------ RECORDED DATA
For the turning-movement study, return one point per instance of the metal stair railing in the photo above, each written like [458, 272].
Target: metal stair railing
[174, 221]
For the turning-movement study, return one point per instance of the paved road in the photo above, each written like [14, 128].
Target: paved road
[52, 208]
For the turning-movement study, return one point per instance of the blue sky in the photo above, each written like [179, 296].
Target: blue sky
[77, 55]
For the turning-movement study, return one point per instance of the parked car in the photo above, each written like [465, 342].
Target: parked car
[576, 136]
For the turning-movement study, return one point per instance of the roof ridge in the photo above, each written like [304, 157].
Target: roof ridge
------------
------ RECORDED DATA
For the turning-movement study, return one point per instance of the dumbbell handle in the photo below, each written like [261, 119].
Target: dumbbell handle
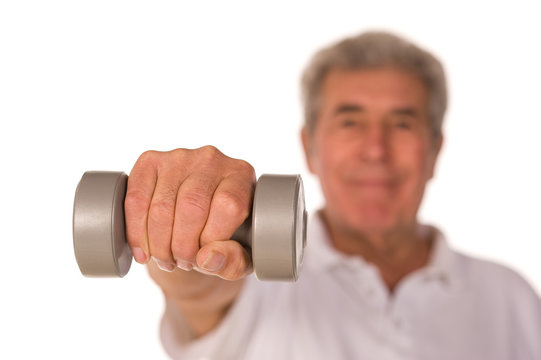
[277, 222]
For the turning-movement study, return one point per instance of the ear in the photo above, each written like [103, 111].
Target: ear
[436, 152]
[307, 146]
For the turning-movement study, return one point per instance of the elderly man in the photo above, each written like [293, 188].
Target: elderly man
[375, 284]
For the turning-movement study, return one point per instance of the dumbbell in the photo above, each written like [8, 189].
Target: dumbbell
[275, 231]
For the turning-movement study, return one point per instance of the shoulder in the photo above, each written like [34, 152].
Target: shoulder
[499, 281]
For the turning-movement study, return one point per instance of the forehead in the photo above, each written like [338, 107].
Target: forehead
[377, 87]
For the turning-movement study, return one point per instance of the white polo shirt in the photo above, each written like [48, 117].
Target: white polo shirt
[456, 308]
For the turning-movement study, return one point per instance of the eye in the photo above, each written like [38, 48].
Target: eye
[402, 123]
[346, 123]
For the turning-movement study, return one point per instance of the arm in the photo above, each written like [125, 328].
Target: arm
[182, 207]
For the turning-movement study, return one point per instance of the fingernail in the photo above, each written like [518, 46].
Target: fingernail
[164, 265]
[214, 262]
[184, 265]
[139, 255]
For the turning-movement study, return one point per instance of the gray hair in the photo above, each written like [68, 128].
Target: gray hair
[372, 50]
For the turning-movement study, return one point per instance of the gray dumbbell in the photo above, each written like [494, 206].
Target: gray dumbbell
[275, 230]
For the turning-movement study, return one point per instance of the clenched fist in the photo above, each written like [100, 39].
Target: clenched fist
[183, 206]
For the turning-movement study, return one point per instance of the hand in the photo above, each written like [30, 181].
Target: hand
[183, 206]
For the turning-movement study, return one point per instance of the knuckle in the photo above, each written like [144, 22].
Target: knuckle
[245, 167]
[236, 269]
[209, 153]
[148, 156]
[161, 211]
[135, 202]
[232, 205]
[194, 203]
------------
------ RECORDED DATA
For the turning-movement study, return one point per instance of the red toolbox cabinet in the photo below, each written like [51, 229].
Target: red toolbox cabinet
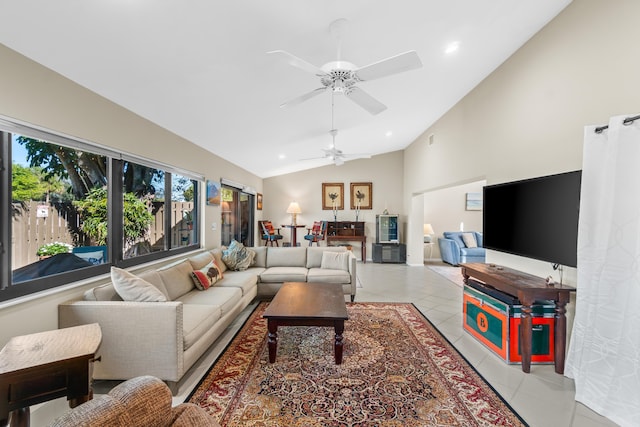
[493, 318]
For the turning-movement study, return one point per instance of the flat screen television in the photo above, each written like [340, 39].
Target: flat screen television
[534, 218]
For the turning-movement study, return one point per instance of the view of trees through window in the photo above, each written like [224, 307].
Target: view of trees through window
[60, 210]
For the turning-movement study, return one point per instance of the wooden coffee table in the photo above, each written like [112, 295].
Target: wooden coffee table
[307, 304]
------------
## THE EXERCISE
Gather every line of the material above that contains the string "shoulder", treating uppercase and lowercase as different.

## TASK ANSWER
For the turning-movement study, return one point per instance of the shoulder in the photo above, each written like [34, 152].
Target: shoulder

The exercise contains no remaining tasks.